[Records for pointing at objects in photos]
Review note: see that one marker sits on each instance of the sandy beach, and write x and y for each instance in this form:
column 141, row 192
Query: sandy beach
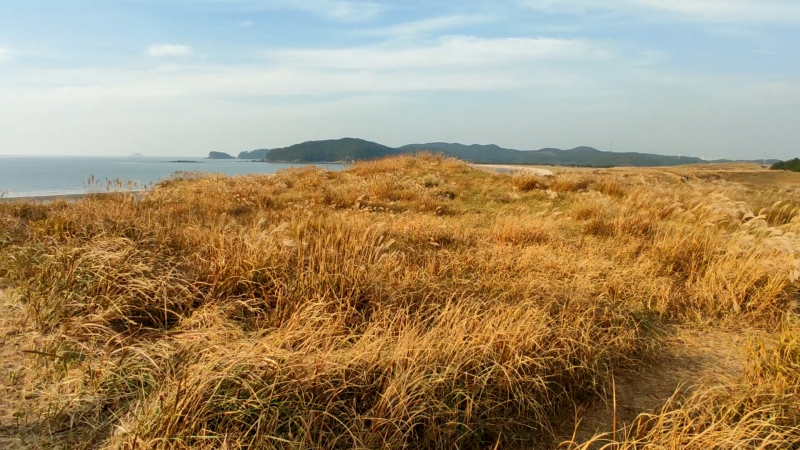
column 50, row 198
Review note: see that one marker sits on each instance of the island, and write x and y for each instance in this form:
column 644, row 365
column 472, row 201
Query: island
column 219, row 155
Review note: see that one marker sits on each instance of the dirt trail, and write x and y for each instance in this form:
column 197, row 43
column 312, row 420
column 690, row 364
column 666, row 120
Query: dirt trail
column 689, row 359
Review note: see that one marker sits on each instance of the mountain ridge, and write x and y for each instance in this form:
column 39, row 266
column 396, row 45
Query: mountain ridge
column 353, row 149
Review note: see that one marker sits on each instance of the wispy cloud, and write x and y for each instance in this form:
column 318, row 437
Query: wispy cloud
column 162, row 50
column 449, row 52
column 342, row 10
column 453, row 64
column 428, row 26
column 709, row 11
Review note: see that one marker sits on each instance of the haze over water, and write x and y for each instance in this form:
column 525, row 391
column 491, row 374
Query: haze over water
column 25, row 176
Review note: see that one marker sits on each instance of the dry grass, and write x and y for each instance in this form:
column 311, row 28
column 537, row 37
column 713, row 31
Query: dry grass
column 411, row 302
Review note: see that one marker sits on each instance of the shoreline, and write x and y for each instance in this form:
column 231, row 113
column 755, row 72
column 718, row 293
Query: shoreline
column 54, row 197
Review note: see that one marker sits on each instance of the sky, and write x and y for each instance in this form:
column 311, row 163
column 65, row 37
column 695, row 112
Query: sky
column 710, row 78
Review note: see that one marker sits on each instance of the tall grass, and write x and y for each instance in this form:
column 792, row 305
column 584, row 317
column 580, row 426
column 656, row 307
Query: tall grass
column 411, row 302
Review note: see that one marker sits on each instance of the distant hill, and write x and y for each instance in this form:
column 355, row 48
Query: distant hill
column 255, row 154
column 350, row 149
column 347, row 149
column 792, row 164
column 579, row 156
column 219, row 155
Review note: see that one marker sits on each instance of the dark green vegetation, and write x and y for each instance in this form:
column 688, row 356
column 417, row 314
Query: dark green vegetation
column 255, row 154
column 792, row 164
column 219, row 155
column 349, row 149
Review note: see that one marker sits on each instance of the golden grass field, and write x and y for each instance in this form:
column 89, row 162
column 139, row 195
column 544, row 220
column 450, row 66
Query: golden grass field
column 411, row 302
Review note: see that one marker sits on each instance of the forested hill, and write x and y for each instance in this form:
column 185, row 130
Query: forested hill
column 349, row 149
column 580, row 156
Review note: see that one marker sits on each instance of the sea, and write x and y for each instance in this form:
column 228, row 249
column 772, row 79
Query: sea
column 26, row 176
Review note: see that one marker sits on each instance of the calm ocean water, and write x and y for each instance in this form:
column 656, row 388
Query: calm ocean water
column 22, row 176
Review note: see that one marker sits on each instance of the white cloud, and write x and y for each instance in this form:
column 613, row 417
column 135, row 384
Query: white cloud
column 160, row 50
column 450, row 52
column 425, row 26
column 342, row 10
column 710, row 11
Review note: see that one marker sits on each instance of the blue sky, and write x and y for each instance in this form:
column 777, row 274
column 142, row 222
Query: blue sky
column 713, row 78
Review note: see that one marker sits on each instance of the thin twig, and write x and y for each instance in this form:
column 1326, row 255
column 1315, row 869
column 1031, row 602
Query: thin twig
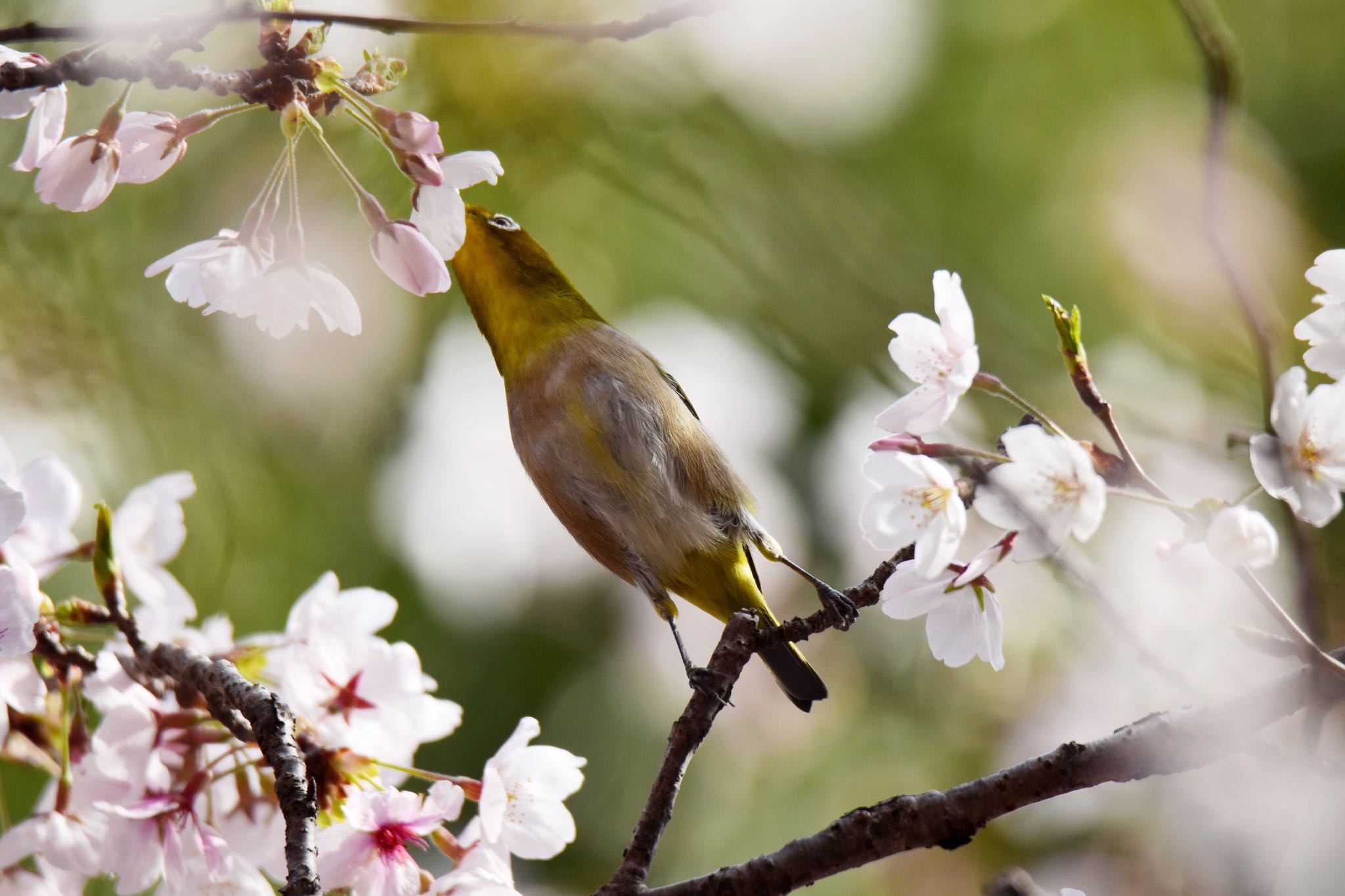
column 1157, row 744
column 1222, row 89
column 581, row 32
column 255, row 714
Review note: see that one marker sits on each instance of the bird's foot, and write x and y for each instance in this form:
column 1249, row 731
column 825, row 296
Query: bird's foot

WHAT IS NEEDED.
Recast everything from the line containing "of the dirt" down to the line containing "column 689, row 359" as a Markdown table with the columns Number and Line, one row per line. Leave out any blank lines.

THE REPLY.
| Number | Line |
|---|---|
| 1 | Review note: see that one marker sits on each instance of the dirt trail, and write x and y for each instance in this form: |
| 2 | column 197, row 43 |
| 3 | column 312, row 420 |
| 4 | column 690, row 364 |
| 5 | column 666, row 120 |
| 6 | Query: dirt trail |
| 7 | column 689, row 359 |